:: Excerpted data ::

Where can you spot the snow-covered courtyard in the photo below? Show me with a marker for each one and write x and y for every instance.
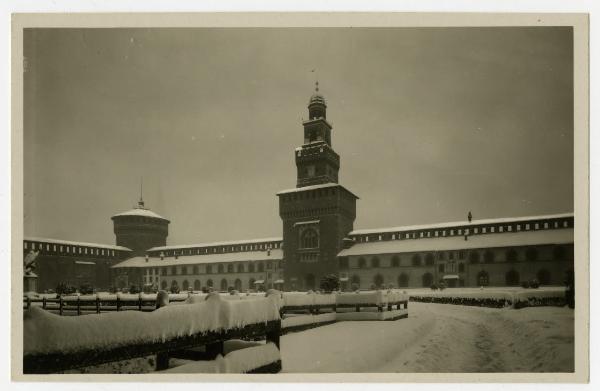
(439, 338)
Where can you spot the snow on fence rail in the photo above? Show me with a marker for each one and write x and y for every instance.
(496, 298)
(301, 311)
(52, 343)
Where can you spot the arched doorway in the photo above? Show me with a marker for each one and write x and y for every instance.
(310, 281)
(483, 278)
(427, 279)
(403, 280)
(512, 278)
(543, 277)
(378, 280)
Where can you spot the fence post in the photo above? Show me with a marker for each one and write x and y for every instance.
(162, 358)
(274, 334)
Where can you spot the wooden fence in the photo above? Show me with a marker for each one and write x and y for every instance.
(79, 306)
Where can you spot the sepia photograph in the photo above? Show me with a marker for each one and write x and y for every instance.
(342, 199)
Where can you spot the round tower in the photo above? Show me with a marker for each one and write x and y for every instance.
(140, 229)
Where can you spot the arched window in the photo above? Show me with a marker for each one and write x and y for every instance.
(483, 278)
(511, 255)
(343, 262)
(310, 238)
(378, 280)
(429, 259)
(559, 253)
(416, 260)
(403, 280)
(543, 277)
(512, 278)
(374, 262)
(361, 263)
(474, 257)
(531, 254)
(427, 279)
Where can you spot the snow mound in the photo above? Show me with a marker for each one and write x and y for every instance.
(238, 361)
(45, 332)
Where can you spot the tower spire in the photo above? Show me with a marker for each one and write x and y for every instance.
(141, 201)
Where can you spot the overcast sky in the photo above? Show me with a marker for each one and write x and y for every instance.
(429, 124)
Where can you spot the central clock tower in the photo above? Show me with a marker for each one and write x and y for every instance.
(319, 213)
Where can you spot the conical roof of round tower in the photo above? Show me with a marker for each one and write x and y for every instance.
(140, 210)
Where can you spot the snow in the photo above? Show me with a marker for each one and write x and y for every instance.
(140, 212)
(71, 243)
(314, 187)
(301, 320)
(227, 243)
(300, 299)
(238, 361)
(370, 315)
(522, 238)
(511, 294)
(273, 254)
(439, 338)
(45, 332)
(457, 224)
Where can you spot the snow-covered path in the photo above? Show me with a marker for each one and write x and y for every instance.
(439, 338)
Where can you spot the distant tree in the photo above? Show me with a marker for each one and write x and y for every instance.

:::

● Task
Reproduce each line of the records exactly, and omit every picture.

● Complete output
Where can you spot the snow-covered courtyard in the photo below? Show me with a marker for each one and write x and y for every instance.
(439, 338)
Where can you spot the snow on fence rail in the photo above? Show me with a marker for each one and write x and y for every instance.
(496, 298)
(301, 311)
(52, 343)
Where can you spot the arched doorway in the photo above? Show me with a marker for each one and write x and y for every instance.
(310, 281)
(483, 278)
(427, 279)
(403, 280)
(512, 278)
(543, 277)
(378, 280)
Where can you spot the fence post in the photo above? Show me with a marker for each one and write x and y for every instance.
(162, 358)
(274, 334)
Where can you spot the wooden fence in the photo above? Show me with a marker for each one and write x and y for every instance.
(79, 306)
Where can you spot the sepia photograph in the photo above? Show me with a marker for each one and write x and y for every instance.
(342, 199)
Where can you spot the round tower in the photo above? Show me with a marker for each one and write x and y for every instance.
(140, 229)
Where can you spot the arched window in the photo above? Show me with a marker for each one and write x and y for every instance.
(483, 278)
(511, 255)
(343, 262)
(310, 238)
(378, 280)
(429, 259)
(559, 253)
(416, 260)
(403, 280)
(543, 277)
(512, 278)
(374, 262)
(361, 263)
(474, 257)
(531, 254)
(427, 279)
Where can you spot the snow mound in the photo above? Show me with a marker for each one and write x and y for every instance.
(238, 361)
(45, 332)
Where can you spot the tower spire in the photo above? Show me with a marker for each one and write x and y for every instance.
(141, 201)
Where can you spot the overcast sky in the photo above? Show me with a marker for each one and write x and y for every instance.
(429, 124)
Where can you spot the central clock tower in the photo above? Show me with a marker for each one and write x and y for every instance.
(319, 213)
Where can you spot the conical roof of round tower in the photo above? Show me with a marker for each one and write x and y for every instance.
(140, 210)
Where can you spot the snow in the photo above? Show me with a marker for each one and write x and y for every instance.
(140, 212)
(71, 243)
(314, 187)
(301, 320)
(227, 243)
(300, 299)
(238, 361)
(370, 315)
(522, 238)
(511, 294)
(273, 254)
(439, 338)
(45, 332)
(457, 224)
Where can you spot the snow-covered path in the photo above? Show me with a marker for each one and write x and y for every instance.
(439, 338)
Where can you spot the distant tree in the photo above? Show me with a marker for each one and write x and y for every instance.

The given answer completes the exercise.